» **DOCUMENT EXCERPT**
_ _ _ _ _

Tuesday, December 30, 2008

Purchasing Managers Index (PMI)


By Ryan Barnes
Release Date:
The first business day of the month
Release Time:
10am Eastern Standard Time
Coverage:
Previous month's data
Released By:
Latest Release:

Background
The Institute for Supply Management (ISM) has is responsible for maintaining the Purchasing Managers Index (PMI), which is the headline indicator in the monthly ISM Report on Business.The ISM is a non-profit group boasting more than 40,000 members engaged in the supply management and purchasing professions.

The PMI is a composite index of five "sub-indicators", which are extracted through surveys to more than 400 purchasing managers from around the country, chosen for their geographic and industry diversification benefits. The five sub-indexes are given a weighting, as follows:
  • Production level (.25)
  • New orders (from customers) (.30)
  • Supplier deliveries - (are they coming faster or slower?) (.15)
  • Inventories (.10)
  • Employment level (.20)
A diffusion process is done to the survey answers, which come in only three options; managers can either respond with "better", "same", or "worse" to the questions about the industry as they see it. The resulting PMI figure (which can be from 0 to 100) is calculated by taking the percentage of respondents that reported better conditions than the previous month and adding to that total half of the percentage of respondents that reported no change in conditions. For example, a PMI reading of 50 would indicate an equal number of respondents reporting "better conditions" and "worse conditions".

_ _ _ _ _

» **DATASET EXTRACT**

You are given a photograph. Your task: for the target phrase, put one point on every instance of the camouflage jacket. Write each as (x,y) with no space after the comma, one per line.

_ _ _ _ _

» **WHAT IS NEEDED**
Please resume the Purchasing Managers Index article, picking up right after its last sentence. This data was drawn from a separate source.

» **ANSWER TO THE EXERCISE**
What it Means for Investors
PMI is a very important sentiment reading, not only for manufacturing, but also the economy as a whole. Although U.S. manufacturing is not the huge component of total gross domestic product (GDP) that it once was, this industry is still where recessions tend to begin and end. For this reason, the PMI is very closely watched, setting the tone for the upcoming month and other indicator releases.

The magic number for the PMI is 50. A reading of 50 or higher generally indicates that the industry is expanding. If manufacturing is expanding, the general economy should be doing likewise. As such, it is considered a good indicator of future GDP levels. Many economists will adjust their GDP estimates after reading the PMI report. Another useful figure to remember is 42. An index level higher than 42%, over time, is considered the benchmark for economic (GDP) expansion. The different levels between 42 and 50 speak to the strength of that expansion. If the number falls below 42%, recession could be just around the corner.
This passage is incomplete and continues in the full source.